▶ [수행 과제]
“Indicate a point on each instance of the doorway” 구절이 있는 줄에서 시작하여 “[(177, 64)]” 구절이 있는 줄까지 다시 쓰되, “cloudy sky” 부분만 “gray sky”(으)로 바꾸고 나머지는 그대로 두시오. 답에는 그림을 넣지 마시오.

원본 자료:
<<<<

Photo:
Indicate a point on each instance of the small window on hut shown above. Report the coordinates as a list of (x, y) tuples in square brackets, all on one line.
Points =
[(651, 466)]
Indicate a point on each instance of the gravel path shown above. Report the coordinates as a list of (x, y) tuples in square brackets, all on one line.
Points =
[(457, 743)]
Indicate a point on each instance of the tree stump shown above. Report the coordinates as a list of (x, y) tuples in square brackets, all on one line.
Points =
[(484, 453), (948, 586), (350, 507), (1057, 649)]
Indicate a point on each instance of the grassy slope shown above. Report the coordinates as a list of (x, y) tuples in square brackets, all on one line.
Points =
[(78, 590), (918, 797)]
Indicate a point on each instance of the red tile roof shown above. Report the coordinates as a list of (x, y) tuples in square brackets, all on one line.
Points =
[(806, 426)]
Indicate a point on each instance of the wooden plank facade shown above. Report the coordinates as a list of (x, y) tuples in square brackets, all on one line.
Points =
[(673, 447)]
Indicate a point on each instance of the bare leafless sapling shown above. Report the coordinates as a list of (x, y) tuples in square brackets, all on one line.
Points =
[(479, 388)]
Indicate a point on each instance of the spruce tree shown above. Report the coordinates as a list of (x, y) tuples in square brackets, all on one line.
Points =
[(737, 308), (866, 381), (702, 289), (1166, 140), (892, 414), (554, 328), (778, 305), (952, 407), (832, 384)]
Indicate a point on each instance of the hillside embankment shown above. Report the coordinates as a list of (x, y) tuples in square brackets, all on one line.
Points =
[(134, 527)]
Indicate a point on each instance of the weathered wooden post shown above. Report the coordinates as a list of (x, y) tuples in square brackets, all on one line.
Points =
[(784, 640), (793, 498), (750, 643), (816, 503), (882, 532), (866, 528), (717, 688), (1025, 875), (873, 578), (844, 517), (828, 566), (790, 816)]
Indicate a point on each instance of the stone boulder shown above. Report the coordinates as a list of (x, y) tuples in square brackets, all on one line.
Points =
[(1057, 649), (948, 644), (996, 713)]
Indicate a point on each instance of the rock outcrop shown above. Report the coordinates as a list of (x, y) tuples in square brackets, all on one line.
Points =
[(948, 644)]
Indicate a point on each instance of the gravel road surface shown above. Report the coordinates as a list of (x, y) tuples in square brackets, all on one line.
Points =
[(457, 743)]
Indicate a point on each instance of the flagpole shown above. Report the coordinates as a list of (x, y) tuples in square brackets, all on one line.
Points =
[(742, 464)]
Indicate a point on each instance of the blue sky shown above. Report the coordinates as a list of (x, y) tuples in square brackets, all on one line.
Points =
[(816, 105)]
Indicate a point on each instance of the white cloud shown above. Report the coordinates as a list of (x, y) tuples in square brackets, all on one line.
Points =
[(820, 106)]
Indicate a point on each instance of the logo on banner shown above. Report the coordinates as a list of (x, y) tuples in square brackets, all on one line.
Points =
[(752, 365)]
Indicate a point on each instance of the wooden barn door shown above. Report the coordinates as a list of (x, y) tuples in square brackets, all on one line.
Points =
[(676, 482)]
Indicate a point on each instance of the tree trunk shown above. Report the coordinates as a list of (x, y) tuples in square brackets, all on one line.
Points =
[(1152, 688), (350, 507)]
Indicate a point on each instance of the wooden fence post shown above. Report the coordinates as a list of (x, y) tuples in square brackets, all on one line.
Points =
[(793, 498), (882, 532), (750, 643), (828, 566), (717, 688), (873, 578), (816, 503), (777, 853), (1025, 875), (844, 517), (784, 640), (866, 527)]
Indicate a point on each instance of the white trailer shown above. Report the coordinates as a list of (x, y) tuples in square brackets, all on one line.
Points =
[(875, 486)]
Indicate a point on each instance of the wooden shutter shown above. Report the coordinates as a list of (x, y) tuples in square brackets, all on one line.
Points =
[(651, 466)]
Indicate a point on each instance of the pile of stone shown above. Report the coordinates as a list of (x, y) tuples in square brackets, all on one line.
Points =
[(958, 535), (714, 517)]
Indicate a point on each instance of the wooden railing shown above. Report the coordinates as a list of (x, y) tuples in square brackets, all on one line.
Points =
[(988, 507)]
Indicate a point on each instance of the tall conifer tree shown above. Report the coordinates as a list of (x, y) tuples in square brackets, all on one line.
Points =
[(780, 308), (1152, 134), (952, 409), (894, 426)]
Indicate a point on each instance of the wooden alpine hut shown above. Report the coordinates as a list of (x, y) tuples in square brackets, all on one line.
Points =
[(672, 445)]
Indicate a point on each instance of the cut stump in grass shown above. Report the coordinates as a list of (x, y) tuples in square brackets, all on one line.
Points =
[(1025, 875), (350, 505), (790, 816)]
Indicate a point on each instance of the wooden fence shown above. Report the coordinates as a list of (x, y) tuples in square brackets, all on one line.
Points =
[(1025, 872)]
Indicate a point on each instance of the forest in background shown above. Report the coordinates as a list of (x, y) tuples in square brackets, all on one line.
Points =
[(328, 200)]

>>>>
<<<<

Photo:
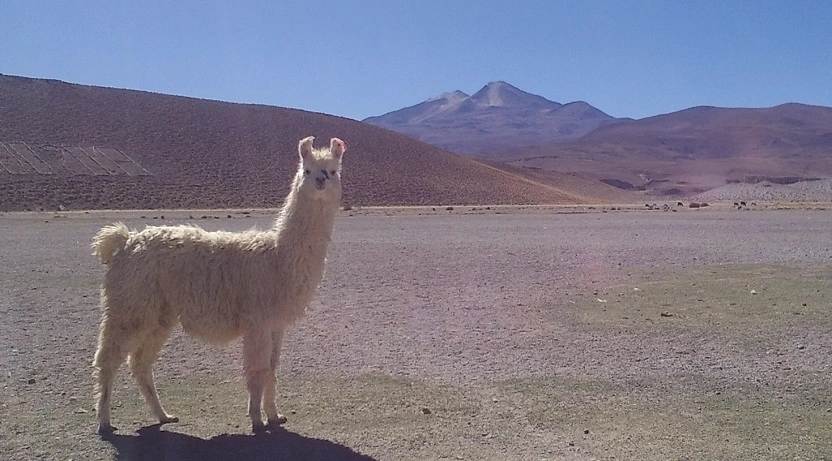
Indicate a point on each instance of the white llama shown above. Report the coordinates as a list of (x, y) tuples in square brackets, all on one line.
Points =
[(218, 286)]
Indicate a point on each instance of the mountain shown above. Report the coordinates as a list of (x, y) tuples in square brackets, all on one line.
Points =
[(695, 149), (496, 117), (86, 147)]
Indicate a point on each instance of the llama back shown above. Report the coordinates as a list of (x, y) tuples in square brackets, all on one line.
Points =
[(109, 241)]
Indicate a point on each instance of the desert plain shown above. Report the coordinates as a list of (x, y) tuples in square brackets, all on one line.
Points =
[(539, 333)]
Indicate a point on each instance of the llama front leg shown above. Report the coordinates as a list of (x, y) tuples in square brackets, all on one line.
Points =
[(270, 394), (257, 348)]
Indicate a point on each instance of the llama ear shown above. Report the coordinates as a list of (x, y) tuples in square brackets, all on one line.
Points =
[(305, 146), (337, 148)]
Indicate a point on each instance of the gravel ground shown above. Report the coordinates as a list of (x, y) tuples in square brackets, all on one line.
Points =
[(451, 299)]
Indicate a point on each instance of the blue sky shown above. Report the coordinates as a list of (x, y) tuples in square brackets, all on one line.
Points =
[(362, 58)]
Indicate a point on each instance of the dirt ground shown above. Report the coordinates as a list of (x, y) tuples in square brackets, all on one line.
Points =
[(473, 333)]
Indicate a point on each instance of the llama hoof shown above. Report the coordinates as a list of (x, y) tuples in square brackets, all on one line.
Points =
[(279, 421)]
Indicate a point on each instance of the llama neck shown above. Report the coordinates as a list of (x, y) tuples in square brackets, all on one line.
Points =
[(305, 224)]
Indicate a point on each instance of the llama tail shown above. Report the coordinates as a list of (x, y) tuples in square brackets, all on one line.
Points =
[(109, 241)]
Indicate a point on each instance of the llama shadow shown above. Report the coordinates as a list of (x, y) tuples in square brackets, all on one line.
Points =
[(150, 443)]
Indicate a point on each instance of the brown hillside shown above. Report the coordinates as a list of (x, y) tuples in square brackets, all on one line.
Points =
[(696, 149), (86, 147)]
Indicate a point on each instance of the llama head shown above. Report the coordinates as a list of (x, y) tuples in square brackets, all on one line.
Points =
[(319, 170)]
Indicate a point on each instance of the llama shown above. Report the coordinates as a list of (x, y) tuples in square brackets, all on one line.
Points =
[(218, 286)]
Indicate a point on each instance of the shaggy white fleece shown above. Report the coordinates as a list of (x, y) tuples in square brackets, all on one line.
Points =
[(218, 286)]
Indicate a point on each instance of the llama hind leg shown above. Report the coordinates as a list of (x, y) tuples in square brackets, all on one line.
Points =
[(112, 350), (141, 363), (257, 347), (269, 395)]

>>>>
<<<<

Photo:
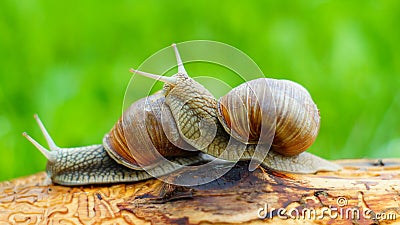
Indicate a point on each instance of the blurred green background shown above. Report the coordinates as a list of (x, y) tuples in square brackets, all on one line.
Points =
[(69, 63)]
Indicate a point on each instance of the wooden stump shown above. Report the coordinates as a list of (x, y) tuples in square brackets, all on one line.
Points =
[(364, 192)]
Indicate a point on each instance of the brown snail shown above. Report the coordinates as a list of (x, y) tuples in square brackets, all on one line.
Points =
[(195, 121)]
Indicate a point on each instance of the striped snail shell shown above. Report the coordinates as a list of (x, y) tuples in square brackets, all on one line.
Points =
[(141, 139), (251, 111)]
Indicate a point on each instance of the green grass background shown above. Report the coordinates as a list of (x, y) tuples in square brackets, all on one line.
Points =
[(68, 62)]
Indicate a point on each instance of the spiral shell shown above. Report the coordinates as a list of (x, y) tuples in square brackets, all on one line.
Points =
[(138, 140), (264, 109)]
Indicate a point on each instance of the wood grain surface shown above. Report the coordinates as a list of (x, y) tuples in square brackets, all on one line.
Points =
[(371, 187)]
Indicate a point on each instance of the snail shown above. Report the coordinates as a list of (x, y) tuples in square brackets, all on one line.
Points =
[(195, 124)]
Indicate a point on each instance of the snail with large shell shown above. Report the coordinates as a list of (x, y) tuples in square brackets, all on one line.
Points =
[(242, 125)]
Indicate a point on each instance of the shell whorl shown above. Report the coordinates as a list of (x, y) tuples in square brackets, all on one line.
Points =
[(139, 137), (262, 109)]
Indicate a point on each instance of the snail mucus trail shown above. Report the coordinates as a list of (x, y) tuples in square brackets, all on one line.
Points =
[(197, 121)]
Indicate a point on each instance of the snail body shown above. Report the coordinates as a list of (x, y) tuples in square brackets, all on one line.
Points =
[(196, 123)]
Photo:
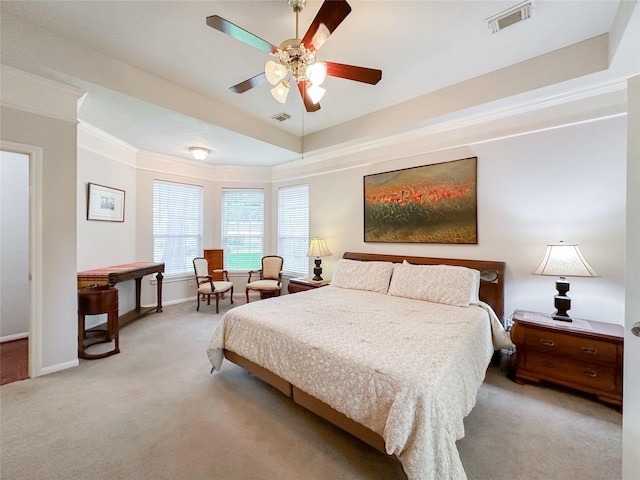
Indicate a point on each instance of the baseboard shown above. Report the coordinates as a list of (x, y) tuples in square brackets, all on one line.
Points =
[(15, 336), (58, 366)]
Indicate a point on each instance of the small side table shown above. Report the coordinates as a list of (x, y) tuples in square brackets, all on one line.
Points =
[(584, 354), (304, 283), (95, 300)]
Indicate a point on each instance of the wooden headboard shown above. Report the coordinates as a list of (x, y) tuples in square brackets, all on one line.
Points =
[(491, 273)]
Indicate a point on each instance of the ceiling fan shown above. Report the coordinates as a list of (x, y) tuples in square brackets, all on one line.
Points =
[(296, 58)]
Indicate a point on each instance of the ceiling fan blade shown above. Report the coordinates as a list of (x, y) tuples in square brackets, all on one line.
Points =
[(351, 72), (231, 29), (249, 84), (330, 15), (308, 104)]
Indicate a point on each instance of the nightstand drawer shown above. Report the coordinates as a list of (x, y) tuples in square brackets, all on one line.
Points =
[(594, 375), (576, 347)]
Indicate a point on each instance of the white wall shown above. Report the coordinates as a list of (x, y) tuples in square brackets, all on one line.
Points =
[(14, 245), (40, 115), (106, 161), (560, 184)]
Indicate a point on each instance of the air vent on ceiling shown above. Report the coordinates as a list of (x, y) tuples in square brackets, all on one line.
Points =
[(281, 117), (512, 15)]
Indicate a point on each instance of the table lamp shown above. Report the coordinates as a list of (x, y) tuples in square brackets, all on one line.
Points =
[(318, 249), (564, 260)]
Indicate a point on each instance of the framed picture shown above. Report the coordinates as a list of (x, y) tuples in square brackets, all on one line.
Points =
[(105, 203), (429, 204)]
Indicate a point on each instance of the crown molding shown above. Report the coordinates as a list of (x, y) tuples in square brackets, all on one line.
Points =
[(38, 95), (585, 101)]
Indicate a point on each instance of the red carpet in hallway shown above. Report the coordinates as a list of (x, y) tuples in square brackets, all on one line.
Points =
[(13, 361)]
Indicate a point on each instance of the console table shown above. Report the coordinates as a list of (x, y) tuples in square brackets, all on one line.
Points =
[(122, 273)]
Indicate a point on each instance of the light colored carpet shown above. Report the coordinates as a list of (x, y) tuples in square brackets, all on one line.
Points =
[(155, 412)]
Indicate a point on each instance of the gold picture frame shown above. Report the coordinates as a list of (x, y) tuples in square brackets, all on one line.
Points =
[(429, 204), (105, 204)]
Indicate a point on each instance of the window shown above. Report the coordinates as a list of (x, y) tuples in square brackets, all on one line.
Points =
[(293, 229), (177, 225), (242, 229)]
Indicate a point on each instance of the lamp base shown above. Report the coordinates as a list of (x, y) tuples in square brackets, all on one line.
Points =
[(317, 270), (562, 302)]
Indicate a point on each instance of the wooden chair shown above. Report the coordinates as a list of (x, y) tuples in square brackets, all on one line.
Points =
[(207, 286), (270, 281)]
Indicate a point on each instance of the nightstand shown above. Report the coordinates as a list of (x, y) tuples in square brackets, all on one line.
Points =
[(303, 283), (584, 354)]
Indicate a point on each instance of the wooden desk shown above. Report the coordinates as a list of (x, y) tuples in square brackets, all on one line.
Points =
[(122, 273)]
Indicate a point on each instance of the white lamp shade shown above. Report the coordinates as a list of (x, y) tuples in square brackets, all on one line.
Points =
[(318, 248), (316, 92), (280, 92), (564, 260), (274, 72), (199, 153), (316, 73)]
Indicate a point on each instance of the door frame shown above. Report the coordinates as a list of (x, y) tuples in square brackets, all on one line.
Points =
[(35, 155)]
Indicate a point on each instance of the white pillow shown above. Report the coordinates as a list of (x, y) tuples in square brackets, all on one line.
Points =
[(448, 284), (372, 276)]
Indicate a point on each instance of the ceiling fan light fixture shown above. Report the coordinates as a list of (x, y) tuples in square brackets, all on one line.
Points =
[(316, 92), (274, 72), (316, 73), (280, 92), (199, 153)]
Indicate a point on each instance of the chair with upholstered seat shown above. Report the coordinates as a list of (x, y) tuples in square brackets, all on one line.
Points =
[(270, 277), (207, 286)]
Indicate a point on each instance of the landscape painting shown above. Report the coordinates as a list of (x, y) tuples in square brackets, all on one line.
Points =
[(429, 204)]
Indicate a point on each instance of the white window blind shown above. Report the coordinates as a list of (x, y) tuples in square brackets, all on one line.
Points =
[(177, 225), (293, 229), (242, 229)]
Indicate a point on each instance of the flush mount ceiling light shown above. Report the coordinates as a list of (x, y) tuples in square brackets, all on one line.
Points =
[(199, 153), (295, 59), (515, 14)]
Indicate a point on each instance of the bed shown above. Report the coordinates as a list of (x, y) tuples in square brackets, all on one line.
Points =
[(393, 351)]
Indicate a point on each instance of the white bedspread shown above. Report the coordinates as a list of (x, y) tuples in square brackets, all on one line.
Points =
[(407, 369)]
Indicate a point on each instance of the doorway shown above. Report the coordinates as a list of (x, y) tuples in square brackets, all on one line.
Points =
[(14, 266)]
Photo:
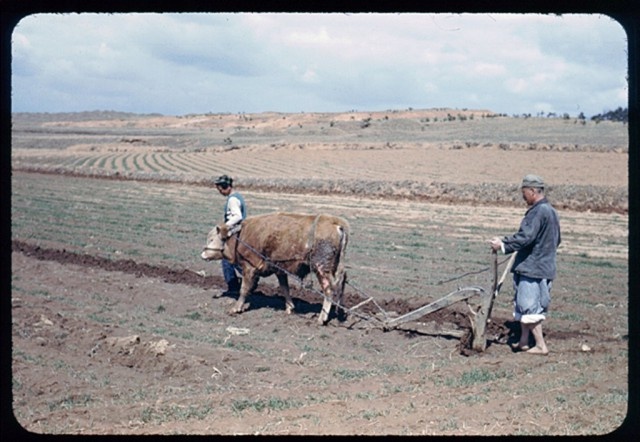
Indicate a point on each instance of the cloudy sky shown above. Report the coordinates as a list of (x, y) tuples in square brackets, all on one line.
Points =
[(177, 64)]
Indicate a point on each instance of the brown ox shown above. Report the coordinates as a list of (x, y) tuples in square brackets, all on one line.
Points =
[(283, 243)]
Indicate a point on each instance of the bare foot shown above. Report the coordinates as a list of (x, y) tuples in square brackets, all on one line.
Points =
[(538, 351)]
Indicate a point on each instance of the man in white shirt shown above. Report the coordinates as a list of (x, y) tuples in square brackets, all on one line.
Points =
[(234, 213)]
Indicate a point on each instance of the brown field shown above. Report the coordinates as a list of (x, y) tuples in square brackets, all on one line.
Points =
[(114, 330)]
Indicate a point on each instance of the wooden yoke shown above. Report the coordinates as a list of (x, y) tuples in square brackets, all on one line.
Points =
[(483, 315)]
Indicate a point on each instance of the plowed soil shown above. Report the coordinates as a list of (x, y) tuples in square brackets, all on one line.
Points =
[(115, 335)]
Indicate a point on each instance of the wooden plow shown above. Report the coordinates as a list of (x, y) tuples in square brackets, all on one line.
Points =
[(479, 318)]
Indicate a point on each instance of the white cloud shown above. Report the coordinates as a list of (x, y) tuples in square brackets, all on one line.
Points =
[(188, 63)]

>>>>

▶ [실습 결과]
Indicate a point on each instance of the doorway shown above. Report the coordinates as a list of (x, y) tuples in square brackets, all on one line.
Points =
[(14, 266)]
Photo:
Indicate a point on each instance of the gray sky shown above. Report the coordinates as a list of (x, y) tuples in square brackets, all on one line.
Points =
[(177, 64)]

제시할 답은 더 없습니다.